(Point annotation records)
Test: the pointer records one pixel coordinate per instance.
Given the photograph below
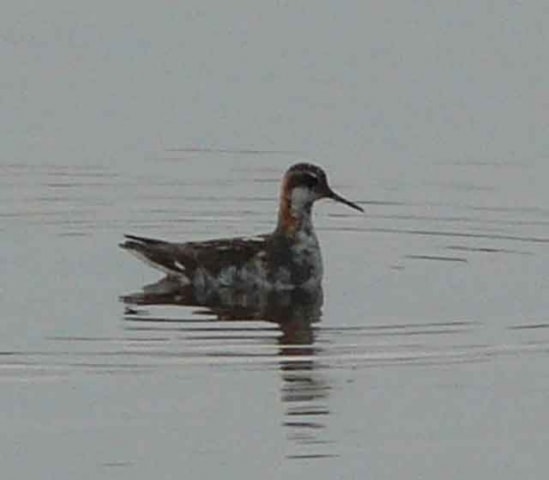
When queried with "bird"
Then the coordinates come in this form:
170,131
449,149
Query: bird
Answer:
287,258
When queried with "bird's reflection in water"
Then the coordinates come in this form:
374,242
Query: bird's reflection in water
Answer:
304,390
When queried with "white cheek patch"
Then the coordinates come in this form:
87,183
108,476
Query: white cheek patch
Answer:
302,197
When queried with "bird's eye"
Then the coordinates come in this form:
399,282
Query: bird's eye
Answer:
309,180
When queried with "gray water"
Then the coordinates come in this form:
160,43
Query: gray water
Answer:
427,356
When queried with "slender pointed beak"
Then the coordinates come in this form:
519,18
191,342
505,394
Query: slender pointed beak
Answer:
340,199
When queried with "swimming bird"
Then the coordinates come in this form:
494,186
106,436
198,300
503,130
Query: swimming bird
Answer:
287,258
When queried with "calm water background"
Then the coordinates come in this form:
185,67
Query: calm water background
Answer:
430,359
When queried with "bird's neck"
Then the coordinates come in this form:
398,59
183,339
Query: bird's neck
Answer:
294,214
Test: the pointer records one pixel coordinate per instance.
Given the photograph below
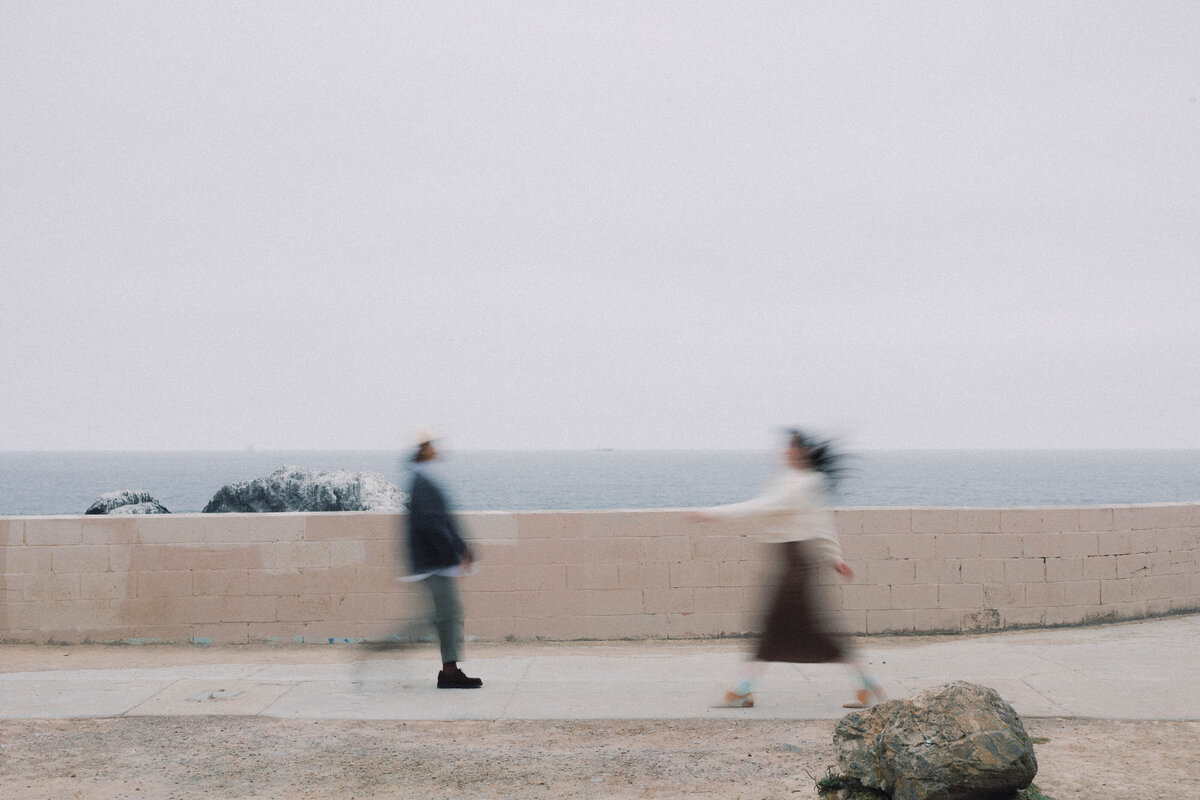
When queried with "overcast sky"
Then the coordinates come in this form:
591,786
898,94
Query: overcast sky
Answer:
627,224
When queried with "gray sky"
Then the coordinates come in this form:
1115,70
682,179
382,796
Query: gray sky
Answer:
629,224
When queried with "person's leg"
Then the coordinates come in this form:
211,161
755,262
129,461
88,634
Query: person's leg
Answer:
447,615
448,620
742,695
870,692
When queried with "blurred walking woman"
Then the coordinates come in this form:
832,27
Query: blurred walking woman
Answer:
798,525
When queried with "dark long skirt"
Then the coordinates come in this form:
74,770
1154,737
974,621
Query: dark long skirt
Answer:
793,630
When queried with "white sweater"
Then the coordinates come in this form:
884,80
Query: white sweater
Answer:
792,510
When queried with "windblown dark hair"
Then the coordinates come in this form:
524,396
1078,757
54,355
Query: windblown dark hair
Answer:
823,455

**Instruction:**
Set the listing down in full and exactly. Pictures within it should not appear in the copy.

**Response to this task:**
Test: the pointer records one pixel coordinate per instance.
Given the photograph below
When queried with "bird"
Then the coordinates come in this form:
170,131
449,149
Query: bird
Answer:
287,258
When queried with "bird's reflection in water"
Then the coordinates come in this form:
374,242
Query: bird's reflection in water
Answer:
304,390
When queried with "white cheek patch"
Then the coordinates come in this form:
87,183
108,476
Query: white cheek patch
Answer:
302,197
When queried with "bird's eye"
Then the coordinates come in this form:
399,282
Query: bird's eye
Answer:
309,180
When queried with "gray water"
Then the coordinates come in this form:
160,43
Query: gray water
Answer:
427,356
When queried with "slender pointed beak"
Then the coordinates come in this form:
519,18
191,342
505,394
Query: slender pointed beak
Answer:
340,199
When queried with "swimming bird"
Then the coordinates come in this form:
494,186
106,436
198,300
503,130
Query: swimming bird
Answer:
287,258
When queried with "calm water background"
Then the coordinates come in this form:
185,67
Query: calm water background
Answer:
430,359
When queried with "bird's neck"
Then the coordinates come in this form:
398,59
183,339
Query: bird's neck
Answer:
294,214
Test: the pointer records one pixel coordinate per instance.
Given the photograph below
When queried with "overcast sky"
Then the coordinates come in this form:
591,786
898,94
Query: overcast sky
Answer:
627,224
When queried with "gray sky"
Then the coordinates come in this form:
1115,70
682,179
382,796
Query: gray sky
Answer:
629,224
When queried with "person's leg"
Then the coordinates come in this form:
211,161
755,262
129,461
88,634
Query: person's leg
Answer:
447,615
448,620
742,695
870,692
When queried with "blurred walking woman"
Then the coordinates come in this form:
832,27
Query: blurred walking woman
Answer:
798,525
When queried with "dark long skirt"
Then the coordinates come in this form:
74,770
1154,737
974,621
Query: dark long skirt
Answer:
793,630
When queried with "white sweater"
Then the coordinates come in this form:
884,80
Query: white sweater
Answer:
792,510
When queried with "windblown dark hair"
Then the coordinates come in this form:
524,396
1078,757
54,355
Query: windblown dark hair
Answer:
823,455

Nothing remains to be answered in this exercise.